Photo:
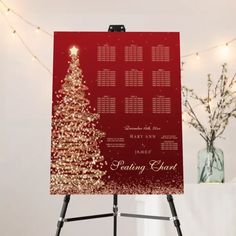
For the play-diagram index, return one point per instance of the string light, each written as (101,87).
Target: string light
(224,47)
(25,20)
(15,33)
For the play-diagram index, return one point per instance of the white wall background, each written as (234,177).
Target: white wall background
(26,208)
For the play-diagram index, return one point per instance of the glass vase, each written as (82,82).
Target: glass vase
(211,165)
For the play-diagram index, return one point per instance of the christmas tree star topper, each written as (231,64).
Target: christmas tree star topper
(73,51)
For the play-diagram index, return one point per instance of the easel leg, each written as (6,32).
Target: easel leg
(115,211)
(62,215)
(174,214)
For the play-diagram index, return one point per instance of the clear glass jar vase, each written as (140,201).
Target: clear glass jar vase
(210,165)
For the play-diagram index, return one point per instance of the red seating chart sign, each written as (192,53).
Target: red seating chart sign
(116,115)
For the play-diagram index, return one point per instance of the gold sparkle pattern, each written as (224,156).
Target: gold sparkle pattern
(76,160)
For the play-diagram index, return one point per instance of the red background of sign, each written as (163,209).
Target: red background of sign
(120,181)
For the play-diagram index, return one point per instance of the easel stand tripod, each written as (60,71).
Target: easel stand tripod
(115,214)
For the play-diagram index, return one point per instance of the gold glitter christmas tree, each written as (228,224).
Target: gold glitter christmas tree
(76,161)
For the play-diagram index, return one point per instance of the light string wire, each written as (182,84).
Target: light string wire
(36,27)
(34,57)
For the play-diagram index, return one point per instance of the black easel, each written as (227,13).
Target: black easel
(115,214)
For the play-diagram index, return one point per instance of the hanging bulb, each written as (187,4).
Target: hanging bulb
(224,51)
(197,56)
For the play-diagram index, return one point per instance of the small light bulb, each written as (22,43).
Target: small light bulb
(197,56)
(8,11)
(224,51)
(37,29)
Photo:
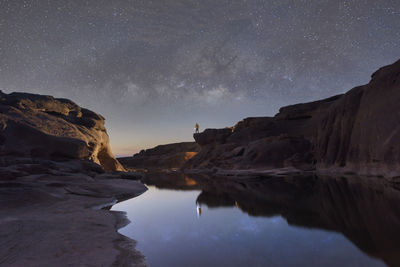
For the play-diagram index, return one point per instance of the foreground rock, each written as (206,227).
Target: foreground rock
(51,215)
(356,132)
(168,156)
(40,126)
(53,186)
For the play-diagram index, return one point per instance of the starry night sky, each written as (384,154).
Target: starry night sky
(155,68)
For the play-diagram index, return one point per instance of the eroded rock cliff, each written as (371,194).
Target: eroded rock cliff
(162,157)
(41,126)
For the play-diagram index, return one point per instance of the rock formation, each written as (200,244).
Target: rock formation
(355,132)
(162,157)
(41,126)
(53,186)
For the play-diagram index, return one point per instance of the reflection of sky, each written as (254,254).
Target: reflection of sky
(169,233)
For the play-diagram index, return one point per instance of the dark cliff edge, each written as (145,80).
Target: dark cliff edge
(170,156)
(357,132)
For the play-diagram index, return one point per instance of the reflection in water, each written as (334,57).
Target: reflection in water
(365,210)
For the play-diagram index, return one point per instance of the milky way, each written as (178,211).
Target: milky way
(154,68)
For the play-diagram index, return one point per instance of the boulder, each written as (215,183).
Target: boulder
(40,126)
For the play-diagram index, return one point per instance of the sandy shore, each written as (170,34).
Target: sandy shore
(56,218)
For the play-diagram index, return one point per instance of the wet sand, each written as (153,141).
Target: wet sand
(58,220)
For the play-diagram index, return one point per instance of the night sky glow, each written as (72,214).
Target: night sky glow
(155,68)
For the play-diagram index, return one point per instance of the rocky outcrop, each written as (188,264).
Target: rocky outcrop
(53,186)
(355,132)
(162,157)
(41,126)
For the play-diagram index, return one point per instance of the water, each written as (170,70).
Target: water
(305,221)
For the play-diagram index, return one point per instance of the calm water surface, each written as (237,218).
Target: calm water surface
(185,221)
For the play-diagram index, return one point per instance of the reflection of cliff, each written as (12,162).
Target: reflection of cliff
(177,181)
(366,213)
(365,210)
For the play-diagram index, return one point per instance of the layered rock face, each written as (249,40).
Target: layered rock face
(41,126)
(356,132)
(162,157)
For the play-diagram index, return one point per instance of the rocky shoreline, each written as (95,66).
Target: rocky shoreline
(49,218)
(57,178)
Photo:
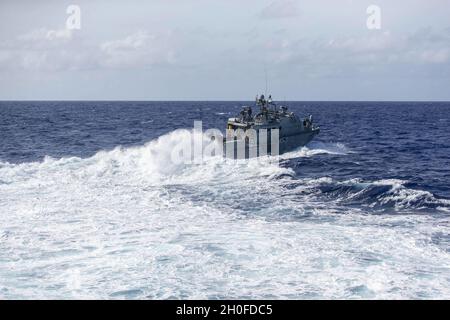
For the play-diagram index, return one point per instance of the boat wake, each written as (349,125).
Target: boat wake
(130,223)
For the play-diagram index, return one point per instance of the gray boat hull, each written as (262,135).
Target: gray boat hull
(234,149)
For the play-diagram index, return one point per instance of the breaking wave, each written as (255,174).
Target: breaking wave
(131,223)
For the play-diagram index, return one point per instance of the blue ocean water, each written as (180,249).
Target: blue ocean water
(91,207)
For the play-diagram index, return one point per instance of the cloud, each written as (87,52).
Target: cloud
(62,50)
(425,52)
(138,49)
(280,9)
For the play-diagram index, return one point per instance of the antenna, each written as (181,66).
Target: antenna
(265,75)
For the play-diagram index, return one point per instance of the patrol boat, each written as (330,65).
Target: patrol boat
(275,131)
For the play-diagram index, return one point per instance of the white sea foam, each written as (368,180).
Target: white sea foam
(127,223)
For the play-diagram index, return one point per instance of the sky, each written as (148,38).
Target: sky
(225,50)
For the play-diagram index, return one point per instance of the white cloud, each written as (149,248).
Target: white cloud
(280,9)
(138,49)
(60,50)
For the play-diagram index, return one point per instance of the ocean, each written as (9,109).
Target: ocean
(92,207)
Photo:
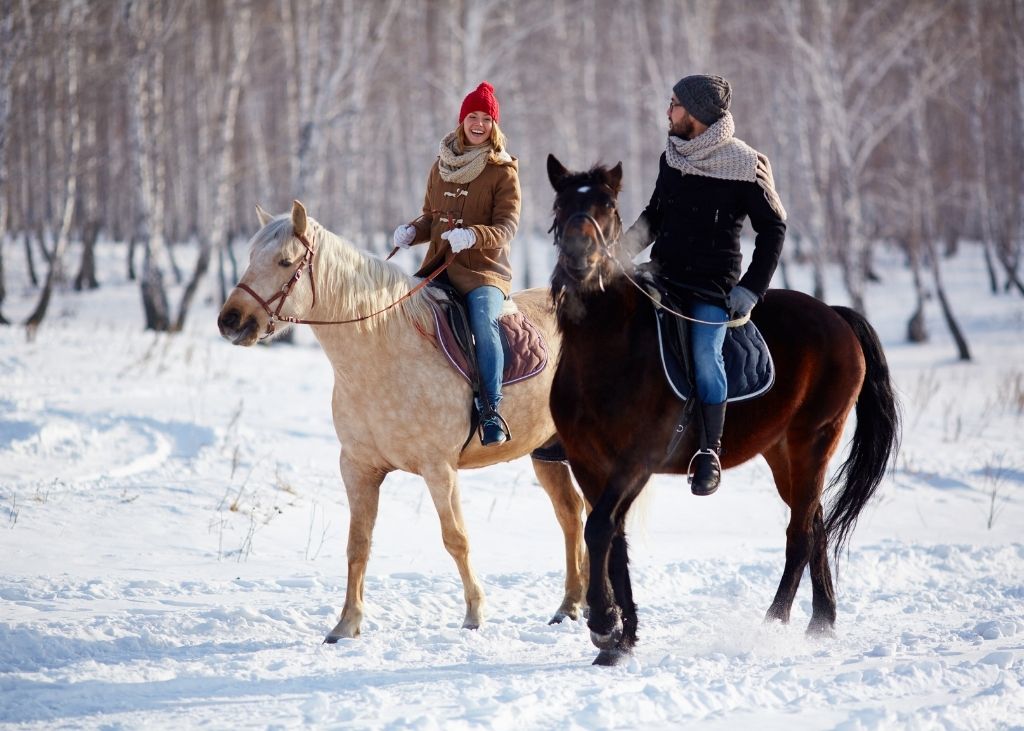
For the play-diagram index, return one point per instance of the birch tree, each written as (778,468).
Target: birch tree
(69,16)
(14,40)
(235,41)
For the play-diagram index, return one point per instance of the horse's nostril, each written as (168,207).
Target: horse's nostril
(228,320)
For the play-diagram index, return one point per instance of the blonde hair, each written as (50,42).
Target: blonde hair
(498,141)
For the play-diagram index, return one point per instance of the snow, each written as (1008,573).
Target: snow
(173,552)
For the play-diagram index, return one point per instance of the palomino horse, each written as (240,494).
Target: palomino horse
(397,404)
(615,413)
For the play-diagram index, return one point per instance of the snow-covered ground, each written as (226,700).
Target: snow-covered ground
(172,552)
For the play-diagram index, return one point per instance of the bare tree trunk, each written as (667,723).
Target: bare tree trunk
(239,25)
(3,289)
(13,44)
(86,277)
(926,192)
(71,179)
(145,127)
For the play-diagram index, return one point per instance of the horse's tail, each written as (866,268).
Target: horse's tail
(876,439)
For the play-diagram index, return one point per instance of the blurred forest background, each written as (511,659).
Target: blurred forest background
(159,124)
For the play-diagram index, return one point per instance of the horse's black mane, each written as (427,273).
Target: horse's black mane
(597,179)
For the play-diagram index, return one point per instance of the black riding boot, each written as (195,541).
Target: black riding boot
(494,430)
(706,470)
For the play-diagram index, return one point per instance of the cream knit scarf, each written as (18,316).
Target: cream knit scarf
(462,166)
(716,154)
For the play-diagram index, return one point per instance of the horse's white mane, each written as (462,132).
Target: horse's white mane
(351,283)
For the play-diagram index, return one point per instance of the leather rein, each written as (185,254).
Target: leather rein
(606,250)
(307,263)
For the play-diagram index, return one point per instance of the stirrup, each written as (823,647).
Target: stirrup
(492,418)
(689,467)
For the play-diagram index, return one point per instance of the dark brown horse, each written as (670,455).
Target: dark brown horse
(615,413)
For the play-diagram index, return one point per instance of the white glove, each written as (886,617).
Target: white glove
(460,239)
(403,235)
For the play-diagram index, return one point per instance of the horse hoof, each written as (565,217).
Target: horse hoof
(821,629)
(562,614)
(606,642)
(611,657)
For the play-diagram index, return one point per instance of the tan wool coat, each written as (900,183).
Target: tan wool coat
(489,206)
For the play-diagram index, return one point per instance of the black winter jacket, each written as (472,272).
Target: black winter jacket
(695,221)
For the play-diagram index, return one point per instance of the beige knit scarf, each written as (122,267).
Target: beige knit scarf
(460,165)
(716,154)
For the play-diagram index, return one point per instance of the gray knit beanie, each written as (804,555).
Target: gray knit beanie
(707,97)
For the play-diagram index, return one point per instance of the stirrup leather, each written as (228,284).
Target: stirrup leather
(689,467)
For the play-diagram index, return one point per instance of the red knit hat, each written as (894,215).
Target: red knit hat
(480,99)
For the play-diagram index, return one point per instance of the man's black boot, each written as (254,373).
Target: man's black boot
(706,470)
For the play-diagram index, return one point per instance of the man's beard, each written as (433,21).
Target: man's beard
(682,129)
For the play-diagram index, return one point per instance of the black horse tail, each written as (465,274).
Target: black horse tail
(876,439)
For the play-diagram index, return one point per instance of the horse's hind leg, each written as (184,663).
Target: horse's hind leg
(786,471)
(363,487)
(557,482)
(619,570)
(608,569)
(800,478)
(823,599)
(443,486)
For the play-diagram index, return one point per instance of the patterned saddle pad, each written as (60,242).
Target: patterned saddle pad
(525,351)
(749,367)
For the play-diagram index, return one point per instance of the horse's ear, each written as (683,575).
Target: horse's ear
(615,177)
(556,172)
(262,215)
(299,220)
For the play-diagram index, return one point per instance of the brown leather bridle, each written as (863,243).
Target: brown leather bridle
(307,263)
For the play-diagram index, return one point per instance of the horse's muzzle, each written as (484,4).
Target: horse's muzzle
(235,329)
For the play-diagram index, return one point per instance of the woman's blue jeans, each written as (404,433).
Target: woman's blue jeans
(706,342)
(484,304)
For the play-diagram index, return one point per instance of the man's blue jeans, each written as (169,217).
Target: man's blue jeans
(484,304)
(707,341)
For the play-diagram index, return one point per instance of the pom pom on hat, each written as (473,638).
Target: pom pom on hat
(479,99)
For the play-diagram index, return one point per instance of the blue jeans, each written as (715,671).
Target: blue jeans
(484,304)
(706,342)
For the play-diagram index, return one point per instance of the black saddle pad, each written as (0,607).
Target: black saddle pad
(749,368)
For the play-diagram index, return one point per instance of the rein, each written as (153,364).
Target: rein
(606,250)
(307,263)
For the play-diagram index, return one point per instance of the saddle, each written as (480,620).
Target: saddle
(749,367)
(525,351)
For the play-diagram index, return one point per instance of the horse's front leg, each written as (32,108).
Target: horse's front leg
(443,485)
(605,620)
(363,487)
(555,479)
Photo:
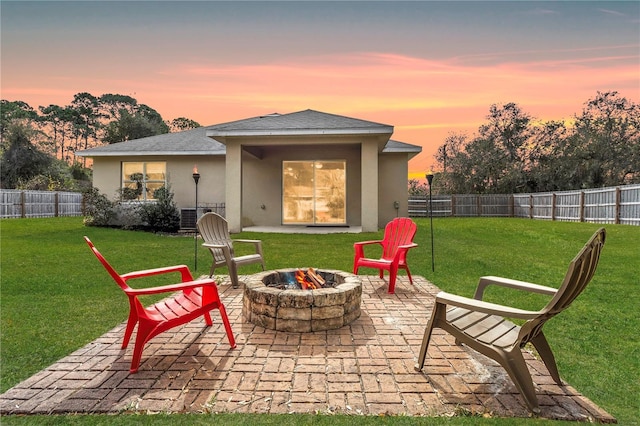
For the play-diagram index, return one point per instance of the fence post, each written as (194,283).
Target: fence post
(23,202)
(618,197)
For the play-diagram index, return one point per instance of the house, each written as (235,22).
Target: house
(306,168)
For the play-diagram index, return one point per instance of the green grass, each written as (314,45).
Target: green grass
(55,298)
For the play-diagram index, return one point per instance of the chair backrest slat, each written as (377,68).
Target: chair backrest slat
(579,274)
(399,231)
(215,229)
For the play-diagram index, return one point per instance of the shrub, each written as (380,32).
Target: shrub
(163,214)
(98,210)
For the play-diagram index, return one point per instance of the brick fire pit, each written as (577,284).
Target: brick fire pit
(268,303)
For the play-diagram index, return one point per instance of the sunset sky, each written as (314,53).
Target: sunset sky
(428,68)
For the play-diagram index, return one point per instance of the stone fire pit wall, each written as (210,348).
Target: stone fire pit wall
(302,310)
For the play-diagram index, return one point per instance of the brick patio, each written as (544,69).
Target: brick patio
(365,368)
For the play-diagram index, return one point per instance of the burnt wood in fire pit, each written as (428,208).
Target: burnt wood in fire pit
(270,301)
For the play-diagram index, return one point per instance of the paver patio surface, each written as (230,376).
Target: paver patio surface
(365,368)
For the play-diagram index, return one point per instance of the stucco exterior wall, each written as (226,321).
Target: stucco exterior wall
(393,186)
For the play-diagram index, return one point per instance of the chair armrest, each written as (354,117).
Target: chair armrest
(171,287)
(486,307)
(183,269)
(248,241)
(507,282)
(214,245)
(359,247)
(364,243)
(407,246)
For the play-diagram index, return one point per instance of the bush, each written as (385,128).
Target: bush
(98,210)
(162,215)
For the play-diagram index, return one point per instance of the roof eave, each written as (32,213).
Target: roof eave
(299,132)
(146,153)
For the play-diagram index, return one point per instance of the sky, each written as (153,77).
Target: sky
(429,68)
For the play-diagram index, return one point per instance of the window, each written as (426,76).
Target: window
(140,180)
(314,192)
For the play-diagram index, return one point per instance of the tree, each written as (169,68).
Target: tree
(21,160)
(181,123)
(607,141)
(11,111)
(511,154)
(129,120)
(86,109)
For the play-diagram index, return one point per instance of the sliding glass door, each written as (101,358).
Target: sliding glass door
(314,192)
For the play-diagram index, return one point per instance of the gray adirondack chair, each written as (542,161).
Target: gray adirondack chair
(483,326)
(215,233)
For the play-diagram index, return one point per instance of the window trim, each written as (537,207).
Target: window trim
(144,196)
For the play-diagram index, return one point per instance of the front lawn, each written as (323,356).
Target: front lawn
(55,297)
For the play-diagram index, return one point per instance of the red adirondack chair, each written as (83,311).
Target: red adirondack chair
(191,300)
(398,239)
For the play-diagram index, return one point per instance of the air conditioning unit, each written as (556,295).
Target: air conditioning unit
(187,218)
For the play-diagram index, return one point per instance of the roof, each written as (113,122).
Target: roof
(188,142)
(399,147)
(200,141)
(307,122)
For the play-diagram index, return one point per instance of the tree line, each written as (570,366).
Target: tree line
(37,146)
(515,153)
(511,153)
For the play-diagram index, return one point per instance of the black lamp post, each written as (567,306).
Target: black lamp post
(430,181)
(196,178)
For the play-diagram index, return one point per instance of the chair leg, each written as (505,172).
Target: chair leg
(207,319)
(543,348)
(233,274)
(427,338)
(409,274)
(144,334)
(227,325)
(393,273)
(131,323)
(515,365)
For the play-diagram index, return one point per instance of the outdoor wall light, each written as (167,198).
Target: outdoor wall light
(196,179)
(429,177)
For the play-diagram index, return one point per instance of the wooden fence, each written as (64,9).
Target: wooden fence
(620,205)
(15,203)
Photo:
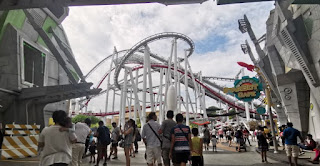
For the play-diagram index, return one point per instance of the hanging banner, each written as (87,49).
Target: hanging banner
(246,89)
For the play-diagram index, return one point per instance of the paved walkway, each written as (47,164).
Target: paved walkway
(226,156)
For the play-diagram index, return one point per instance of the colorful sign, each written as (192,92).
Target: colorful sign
(246,89)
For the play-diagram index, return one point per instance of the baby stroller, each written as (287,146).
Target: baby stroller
(242,145)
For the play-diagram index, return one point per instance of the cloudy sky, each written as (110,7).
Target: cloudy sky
(94,31)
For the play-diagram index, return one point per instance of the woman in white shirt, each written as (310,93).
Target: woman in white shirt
(56,145)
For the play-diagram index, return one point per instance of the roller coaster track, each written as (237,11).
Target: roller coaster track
(139,48)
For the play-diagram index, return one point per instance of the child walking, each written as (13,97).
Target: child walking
(197,148)
(92,150)
(214,143)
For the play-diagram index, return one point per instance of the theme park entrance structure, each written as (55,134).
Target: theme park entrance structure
(164,90)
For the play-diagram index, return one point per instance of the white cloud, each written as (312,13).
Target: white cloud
(94,31)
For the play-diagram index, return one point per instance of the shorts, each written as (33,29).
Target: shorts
(292,150)
(115,144)
(102,150)
(165,156)
(182,157)
(153,153)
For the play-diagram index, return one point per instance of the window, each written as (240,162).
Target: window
(34,65)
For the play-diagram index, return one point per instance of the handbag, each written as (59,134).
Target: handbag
(155,134)
(121,143)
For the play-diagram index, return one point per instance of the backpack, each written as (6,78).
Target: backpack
(105,136)
(138,136)
(238,134)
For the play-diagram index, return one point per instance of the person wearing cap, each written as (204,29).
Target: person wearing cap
(82,130)
(292,149)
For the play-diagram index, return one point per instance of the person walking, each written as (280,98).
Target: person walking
(220,132)
(246,135)
(103,135)
(128,132)
(152,140)
(197,148)
(315,160)
(239,137)
(115,135)
(292,149)
(165,130)
(82,131)
(92,149)
(228,136)
(262,144)
(136,140)
(181,142)
(55,146)
(206,137)
(214,141)
(309,143)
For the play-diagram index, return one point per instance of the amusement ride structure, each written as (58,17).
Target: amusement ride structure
(167,94)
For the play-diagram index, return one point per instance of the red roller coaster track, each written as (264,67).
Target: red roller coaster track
(182,72)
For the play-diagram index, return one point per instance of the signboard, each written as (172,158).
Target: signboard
(225,2)
(245,89)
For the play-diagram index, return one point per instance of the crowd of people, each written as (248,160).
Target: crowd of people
(172,142)
(65,143)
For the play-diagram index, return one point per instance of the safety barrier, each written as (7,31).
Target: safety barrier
(20,141)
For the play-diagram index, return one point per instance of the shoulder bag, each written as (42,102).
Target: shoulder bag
(155,134)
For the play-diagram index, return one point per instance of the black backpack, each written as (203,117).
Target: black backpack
(104,136)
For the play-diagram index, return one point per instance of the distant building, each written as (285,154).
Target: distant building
(291,62)
(38,73)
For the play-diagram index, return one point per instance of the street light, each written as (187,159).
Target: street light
(244,48)
(242,25)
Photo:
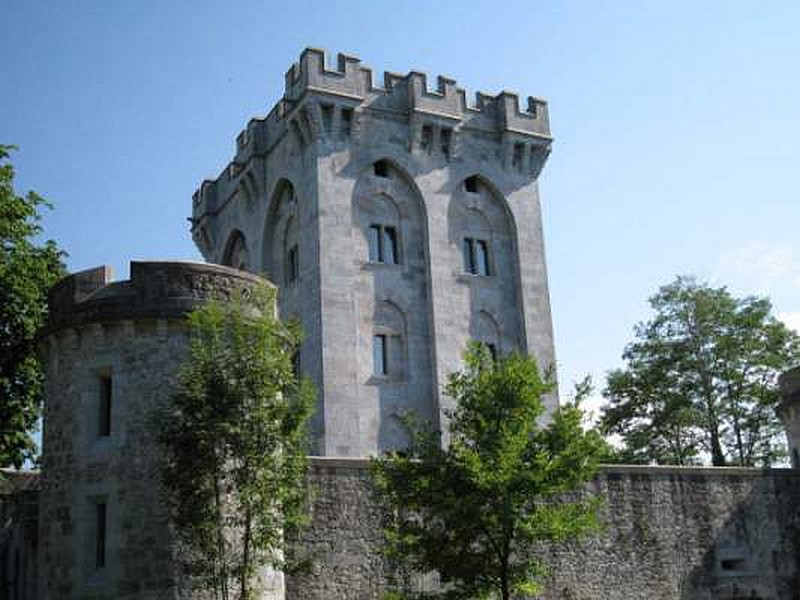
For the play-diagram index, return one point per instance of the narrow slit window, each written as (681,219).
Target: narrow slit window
(292,265)
(469,255)
(447,137)
(100,534)
(104,407)
(382,242)
(374,243)
(347,121)
(481,258)
(327,117)
(519,153)
(296,363)
(389,245)
(475,255)
(427,138)
(381,168)
(380,355)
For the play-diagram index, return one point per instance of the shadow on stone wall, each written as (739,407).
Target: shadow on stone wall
(686,534)
(753,551)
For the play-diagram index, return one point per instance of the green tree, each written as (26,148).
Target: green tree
(477,511)
(27,271)
(235,439)
(701,377)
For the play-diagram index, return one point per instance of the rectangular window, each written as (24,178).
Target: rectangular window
(327,117)
(379,355)
(481,258)
(476,256)
(100,535)
(427,138)
(104,407)
(347,121)
(381,169)
(469,255)
(519,153)
(447,136)
(292,265)
(374,243)
(382,241)
(389,246)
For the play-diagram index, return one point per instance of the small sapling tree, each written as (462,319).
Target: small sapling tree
(235,437)
(27,271)
(477,510)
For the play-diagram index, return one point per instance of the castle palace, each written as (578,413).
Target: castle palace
(399,220)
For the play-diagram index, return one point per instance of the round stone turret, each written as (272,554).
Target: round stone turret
(110,351)
(789,412)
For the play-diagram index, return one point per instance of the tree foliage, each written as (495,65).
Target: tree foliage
(477,510)
(27,271)
(701,378)
(235,439)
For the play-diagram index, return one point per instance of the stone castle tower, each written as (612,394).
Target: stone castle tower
(399,223)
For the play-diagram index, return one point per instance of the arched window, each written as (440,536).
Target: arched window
(388,342)
(379,218)
(236,254)
(291,252)
(476,244)
(282,254)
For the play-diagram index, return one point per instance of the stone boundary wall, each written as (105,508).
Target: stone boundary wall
(670,534)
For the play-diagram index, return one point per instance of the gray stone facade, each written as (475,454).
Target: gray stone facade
(343,157)
(670,534)
(110,352)
(358,201)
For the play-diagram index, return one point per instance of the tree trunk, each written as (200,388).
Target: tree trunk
(245,589)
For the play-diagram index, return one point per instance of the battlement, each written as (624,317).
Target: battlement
(156,289)
(327,103)
(350,79)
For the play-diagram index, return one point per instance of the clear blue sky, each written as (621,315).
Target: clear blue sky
(676,124)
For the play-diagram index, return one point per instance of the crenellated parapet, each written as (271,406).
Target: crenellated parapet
(338,104)
(411,92)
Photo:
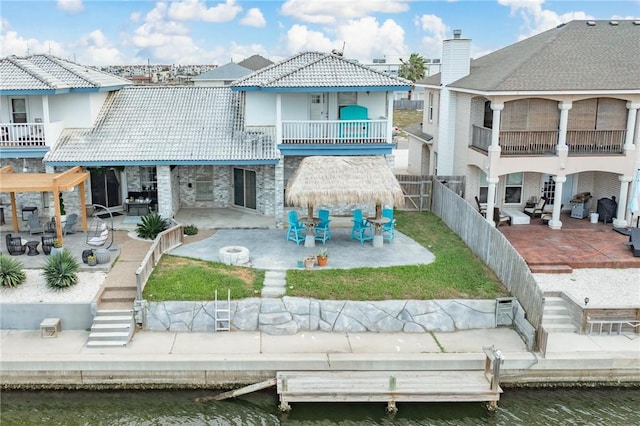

══════════

Identify every line in the entries above that contains the string "blonde", and copy each such line in full.

RESPONSE TO THE EXERCISE
For the play-diagram index, return one point per instance of the blonde hair, each written as (50,42).
Target: blonde hair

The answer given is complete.